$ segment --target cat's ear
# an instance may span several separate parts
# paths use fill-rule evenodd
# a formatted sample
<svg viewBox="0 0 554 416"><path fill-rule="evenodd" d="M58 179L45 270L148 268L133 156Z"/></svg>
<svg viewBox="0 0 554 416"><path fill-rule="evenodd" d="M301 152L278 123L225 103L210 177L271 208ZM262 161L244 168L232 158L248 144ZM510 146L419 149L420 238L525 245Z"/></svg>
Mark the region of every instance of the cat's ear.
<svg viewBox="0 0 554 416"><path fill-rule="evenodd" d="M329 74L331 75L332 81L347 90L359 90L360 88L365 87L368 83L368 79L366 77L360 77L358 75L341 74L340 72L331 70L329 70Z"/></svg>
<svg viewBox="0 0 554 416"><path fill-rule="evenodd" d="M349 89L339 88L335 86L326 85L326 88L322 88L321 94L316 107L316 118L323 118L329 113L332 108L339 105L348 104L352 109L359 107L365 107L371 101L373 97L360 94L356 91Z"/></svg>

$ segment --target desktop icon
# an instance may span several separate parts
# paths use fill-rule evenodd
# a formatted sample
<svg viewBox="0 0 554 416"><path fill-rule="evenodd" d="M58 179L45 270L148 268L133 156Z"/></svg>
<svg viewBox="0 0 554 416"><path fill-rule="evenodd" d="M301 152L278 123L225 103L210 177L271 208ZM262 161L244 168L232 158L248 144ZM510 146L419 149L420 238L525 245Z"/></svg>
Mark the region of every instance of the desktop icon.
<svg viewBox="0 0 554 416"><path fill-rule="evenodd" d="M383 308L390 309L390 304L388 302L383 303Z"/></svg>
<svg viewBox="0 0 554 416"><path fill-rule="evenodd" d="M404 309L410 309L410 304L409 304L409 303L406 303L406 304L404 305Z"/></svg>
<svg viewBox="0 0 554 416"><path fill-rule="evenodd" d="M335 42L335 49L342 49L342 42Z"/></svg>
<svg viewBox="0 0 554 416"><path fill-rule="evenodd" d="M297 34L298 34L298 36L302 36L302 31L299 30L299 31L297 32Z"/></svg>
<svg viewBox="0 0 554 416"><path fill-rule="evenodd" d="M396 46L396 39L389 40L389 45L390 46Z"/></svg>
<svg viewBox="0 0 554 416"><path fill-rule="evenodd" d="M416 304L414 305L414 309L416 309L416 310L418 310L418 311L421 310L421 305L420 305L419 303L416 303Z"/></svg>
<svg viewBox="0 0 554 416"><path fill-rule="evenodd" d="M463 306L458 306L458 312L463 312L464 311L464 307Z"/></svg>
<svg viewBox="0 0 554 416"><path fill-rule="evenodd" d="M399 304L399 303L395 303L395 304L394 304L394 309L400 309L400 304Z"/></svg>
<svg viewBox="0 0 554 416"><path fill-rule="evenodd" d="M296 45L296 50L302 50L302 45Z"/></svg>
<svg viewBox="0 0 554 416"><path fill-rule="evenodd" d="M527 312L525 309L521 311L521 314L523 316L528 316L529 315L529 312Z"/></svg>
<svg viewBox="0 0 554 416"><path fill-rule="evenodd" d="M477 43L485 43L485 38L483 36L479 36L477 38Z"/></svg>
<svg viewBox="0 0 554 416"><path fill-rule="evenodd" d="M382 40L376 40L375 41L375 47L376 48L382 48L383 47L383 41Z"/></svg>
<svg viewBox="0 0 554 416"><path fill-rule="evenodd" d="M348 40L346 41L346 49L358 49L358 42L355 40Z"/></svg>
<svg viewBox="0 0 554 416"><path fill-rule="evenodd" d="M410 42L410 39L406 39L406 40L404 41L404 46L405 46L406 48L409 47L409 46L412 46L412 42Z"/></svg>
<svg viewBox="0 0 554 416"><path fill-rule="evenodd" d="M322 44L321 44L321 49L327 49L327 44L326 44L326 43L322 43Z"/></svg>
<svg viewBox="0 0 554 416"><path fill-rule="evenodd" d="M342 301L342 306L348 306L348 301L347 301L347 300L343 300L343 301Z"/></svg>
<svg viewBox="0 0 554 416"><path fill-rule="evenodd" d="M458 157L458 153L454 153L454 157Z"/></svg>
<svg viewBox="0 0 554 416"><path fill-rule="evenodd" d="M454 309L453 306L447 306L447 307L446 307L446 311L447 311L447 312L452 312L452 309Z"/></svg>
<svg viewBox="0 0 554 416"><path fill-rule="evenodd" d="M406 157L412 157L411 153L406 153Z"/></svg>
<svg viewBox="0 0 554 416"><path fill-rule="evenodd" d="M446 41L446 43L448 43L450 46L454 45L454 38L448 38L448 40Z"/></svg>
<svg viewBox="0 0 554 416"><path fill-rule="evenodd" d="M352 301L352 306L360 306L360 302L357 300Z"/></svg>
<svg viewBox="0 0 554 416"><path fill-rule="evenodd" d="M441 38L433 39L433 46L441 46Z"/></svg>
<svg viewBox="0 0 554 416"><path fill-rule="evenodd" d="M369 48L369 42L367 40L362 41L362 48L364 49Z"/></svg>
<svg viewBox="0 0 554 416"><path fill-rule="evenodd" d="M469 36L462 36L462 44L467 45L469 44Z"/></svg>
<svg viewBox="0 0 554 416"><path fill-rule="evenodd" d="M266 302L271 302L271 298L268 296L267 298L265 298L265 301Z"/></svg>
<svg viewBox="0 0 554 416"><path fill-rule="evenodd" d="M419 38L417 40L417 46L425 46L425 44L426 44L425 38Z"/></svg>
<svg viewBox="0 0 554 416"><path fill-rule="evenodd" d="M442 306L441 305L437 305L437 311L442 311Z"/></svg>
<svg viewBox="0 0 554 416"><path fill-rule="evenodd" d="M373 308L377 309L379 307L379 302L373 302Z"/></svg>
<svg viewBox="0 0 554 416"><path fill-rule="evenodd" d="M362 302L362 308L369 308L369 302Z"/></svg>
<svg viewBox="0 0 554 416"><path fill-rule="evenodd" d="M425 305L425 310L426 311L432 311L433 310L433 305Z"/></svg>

*The task*. Down to the last line, restate the records exactly.

*Completed task*.
$ segment --target cat's ear
# an instance may span several separate parts
# paths use fill-rule evenodd
# a formatted sample
<svg viewBox="0 0 554 416"><path fill-rule="evenodd" d="M58 179L45 270L148 268L133 156Z"/></svg>
<svg viewBox="0 0 554 416"><path fill-rule="evenodd" d="M301 152L278 123L225 103L210 177L271 208ZM262 161L244 168L232 158L248 144ZM510 146L419 149L420 238L525 245Z"/></svg>
Mark the region of every instance of the cat's ear.
<svg viewBox="0 0 554 416"><path fill-rule="evenodd" d="M329 74L331 75L332 81L347 90L359 90L360 88L365 87L368 83L368 79L366 77L360 77L358 75L341 74L340 72L331 70L329 70Z"/></svg>
<svg viewBox="0 0 554 416"><path fill-rule="evenodd" d="M349 89L339 88L335 86L326 85L326 88L322 88L321 94L316 107L316 118L323 118L329 113L332 108L339 105L348 104L352 109L359 107L365 107L371 101L373 97L360 94L356 91Z"/></svg>

$ segment --target desktop icon
# an instance may span several separate parts
# paths use fill-rule evenodd
# a formatted sample
<svg viewBox="0 0 554 416"><path fill-rule="evenodd" d="M58 179L45 270L148 268L133 156Z"/></svg>
<svg viewBox="0 0 554 416"><path fill-rule="evenodd" d="M301 152L278 123L225 103L210 177L271 208ZM262 161L244 168L232 158L248 144ZM510 146L419 149L420 238L525 245Z"/></svg>
Mark the region of every instance of the desktop icon.
<svg viewBox="0 0 554 416"><path fill-rule="evenodd" d="M383 308L390 309L390 304L388 302L383 303Z"/></svg>
<svg viewBox="0 0 554 416"><path fill-rule="evenodd" d="M404 309L410 309L410 304L409 304L409 303L406 303L406 304L404 305Z"/></svg>
<svg viewBox="0 0 554 416"><path fill-rule="evenodd" d="M335 42L335 49L342 49L342 42Z"/></svg>
<svg viewBox="0 0 554 416"><path fill-rule="evenodd" d="M297 34L298 34L298 36L302 36L302 31L299 30L299 31L297 32Z"/></svg>
<svg viewBox="0 0 554 416"><path fill-rule="evenodd" d="M396 46L396 39L389 40L389 45L390 46Z"/></svg>
<svg viewBox="0 0 554 416"><path fill-rule="evenodd" d="M416 304L414 305L414 309L416 309L416 310L418 310L418 311L421 310L421 305L420 305L419 303L416 303Z"/></svg>
<svg viewBox="0 0 554 416"><path fill-rule="evenodd" d="M463 306L458 306L458 312L463 312L464 311L464 307Z"/></svg>
<svg viewBox="0 0 554 416"><path fill-rule="evenodd" d="M399 304L399 303L395 303L395 304L394 304L394 309L400 309L400 304Z"/></svg>
<svg viewBox="0 0 554 416"><path fill-rule="evenodd" d="M296 45L296 50L302 50L302 45Z"/></svg>
<svg viewBox="0 0 554 416"><path fill-rule="evenodd" d="M527 312L525 309L521 311L521 314L523 316L528 316L529 315L529 312Z"/></svg>
<svg viewBox="0 0 554 416"><path fill-rule="evenodd" d="M477 43L485 43L485 38L483 36L479 36L477 38Z"/></svg>
<svg viewBox="0 0 554 416"><path fill-rule="evenodd" d="M382 40L376 40L375 41L375 47L376 48L382 48L383 47L383 41Z"/></svg>
<svg viewBox="0 0 554 416"><path fill-rule="evenodd" d="M348 40L346 41L346 49L358 49L358 42L355 40Z"/></svg>
<svg viewBox="0 0 554 416"><path fill-rule="evenodd" d="M410 42L410 39L406 39L406 40L404 41L404 46L405 46L406 48L409 47L409 46L412 46L412 42Z"/></svg>
<svg viewBox="0 0 554 416"><path fill-rule="evenodd" d="M322 44L321 44L321 49L327 49L327 44L326 44L326 43L322 43Z"/></svg>
<svg viewBox="0 0 554 416"><path fill-rule="evenodd" d="M342 301L342 306L348 306L348 301L347 301L347 300L343 300L343 301Z"/></svg>
<svg viewBox="0 0 554 416"><path fill-rule="evenodd" d="M458 157L458 153L454 153L454 157Z"/></svg>
<svg viewBox="0 0 554 416"><path fill-rule="evenodd" d="M454 309L453 306L447 306L447 307L446 307L446 311L447 311L447 312L452 312L452 309Z"/></svg>
<svg viewBox="0 0 554 416"><path fill-rule="evenodd" d="M406 157L412 157L411 153L406 153Z"/></svg>
<svg viewBox="0 0 554 416"><path fill-rule="evenodd" d="M446 41L446 43L448 43L450 46L454 45L454 38L448 38L448 40Z"/></svg>
<svg viewBox="0 0 554 416"><path fill-rule="evenodd" d="M352 301L352 306L360 306L360 302L357 300Z"/></svg>
<svg viewBox="0 0 554 416"><path fill-rule="evenodd" d="M441 38L433 39L433 46L441 46Z"/></svg>
<svg viewBox="0 0 554 416"><path fill-rule="evenodd" d="M369 48L369 42L367 40L362 41L362 48L364 49Z"/></svg>
<svg viewBox="0 0 554 416"><path fill-rule="evenodd" d="M469 36L462 36L462 44L467 45L469 44Z"/></svg>
<svg viewBox="0 0 554 416"><path fill-rule="evenodd" d="M266 302L271 302L271 298L268 296L267 298L265 298L265 301Z"/></svg>
<svg viewBox="0 0 554 416"><path fill-rule="evenodd" d="M419 38L417 40L417 46L425 46L425 44L426 44L425 38Z"/></svg>
<svg viewBox="0 0 554 416"><path fill-rule="evenodd" d="M442 306L441 305L437 305L437 311L442 311Z"/></svg>
<svg viewBox="0 0 554 416"><path fill-rule="evenodd" d="M373 308L377 309L379 307L379 302L373 302Z"/></svg>
<svg viewBox="0 0 554 416"><path fill-rule="evenodd" d="M362 302L362 308L369 308L369 302Z"/></svg>
<svg viewBox="0 0 554 416"><path fill-rule="evenodd" d="M425 305L425 310L426 311L432 311L433 310L433 305Z"/></svg>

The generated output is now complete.